### Problem requirements
Output the data below line for line, without changing anything.
### Records for the exercise
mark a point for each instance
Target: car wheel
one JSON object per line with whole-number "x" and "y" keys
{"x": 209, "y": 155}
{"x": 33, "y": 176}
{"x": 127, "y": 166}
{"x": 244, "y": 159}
######
### In response
mark a point for each instance
Target: car wheel
one JSON object per line with whole-number "x" and "y" keys
{"x": 209, "y": 155}
{"x": 33, "y": 176}
{"x": 127, "y": 166}
{"x": 244, "y": 159}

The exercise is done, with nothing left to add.